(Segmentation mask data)
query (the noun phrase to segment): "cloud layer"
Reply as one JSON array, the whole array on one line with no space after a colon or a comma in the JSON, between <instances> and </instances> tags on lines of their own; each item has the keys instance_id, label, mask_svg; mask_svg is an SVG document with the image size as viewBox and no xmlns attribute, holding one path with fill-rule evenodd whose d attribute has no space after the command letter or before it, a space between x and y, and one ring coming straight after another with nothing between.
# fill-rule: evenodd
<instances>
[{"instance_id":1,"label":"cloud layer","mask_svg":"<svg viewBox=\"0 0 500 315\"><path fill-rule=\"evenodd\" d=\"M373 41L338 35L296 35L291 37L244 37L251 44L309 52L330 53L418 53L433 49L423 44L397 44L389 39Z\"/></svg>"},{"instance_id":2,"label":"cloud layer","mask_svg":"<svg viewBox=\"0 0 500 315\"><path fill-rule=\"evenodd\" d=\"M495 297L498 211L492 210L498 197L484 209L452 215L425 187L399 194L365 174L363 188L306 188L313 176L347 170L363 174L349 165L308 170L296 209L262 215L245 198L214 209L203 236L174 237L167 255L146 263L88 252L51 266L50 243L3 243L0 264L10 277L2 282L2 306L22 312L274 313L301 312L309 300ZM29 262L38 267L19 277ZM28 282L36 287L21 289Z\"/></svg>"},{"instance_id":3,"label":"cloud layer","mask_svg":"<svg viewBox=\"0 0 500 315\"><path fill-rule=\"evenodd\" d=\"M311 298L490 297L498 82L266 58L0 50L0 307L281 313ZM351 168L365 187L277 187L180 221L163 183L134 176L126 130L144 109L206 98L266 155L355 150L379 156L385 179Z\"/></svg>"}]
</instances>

◆ The problem: Please retype the data, matching it exactly.

◆ Response area:
query (the noun phrase to segment): "cloud layer"
Reply as one JSON array, the whole array on one line with no space after a colon or a comma in the JSON, between <instances> and </instances> tags on lines of their own; each item has the keys instance_id, label, mask_svg; mask_svg is an SVG document with the image size as viewBox and no xmlns attribute, holding one path with fill-rule evenodd whose d attribute has no space after the command letter or before it, a space between x and y, and one ring coming straight after another with nothing between.
# fill-rule: evenodd
<instances>
[{"instance_id":1,"label":"cloud layer","mask_svg":"<svg viewBox=\"0 0 500 315\"><path fill-rule=\"evenodd\" d=\"M373 41L338 35L296 35L291 37L244 37L251 44L309 52L330 53L418 53L433 49L423 44L397 44L389 39Z\"/></svg>"},{"instance_id":2,"label":"cloud layer","mask_svg":"<svg viewBox=\"0 0 500 315\"><path fill-rule=\"evenodd\" d=\"M495 297L498 211L492 210L498 197L484 209L452 215L425 187L399 194L365 174L363 188L306 188L313 176L347 170L363 174L349 165L308 170L296 209L262 215L245 198L214 209L203 236L174 237L167 255L146 263L88 252L51 266L50 243L3 243L0 264L10 277L2 282L2 306L22 312L274 313L301 312L309 300ZM29 262L38 267L19 277ZM28 282L36 287L21 289Z\"/></svg>"},{"instance_id":3,"label":"cloud layer","mask_svg":"<svg viewBox=\"0 0 500 315\"><path fill-rule=\"evenodd\" d=\"M311 298L490 297L498 82L266 58L0 50L0 307L281 313ZM351 168L365 187L277 187L180 221L163 183L134 176L126 130L144 109L206 98L266 155L355 150L379 156L385 179Z\"/></svg>"}]
</instances>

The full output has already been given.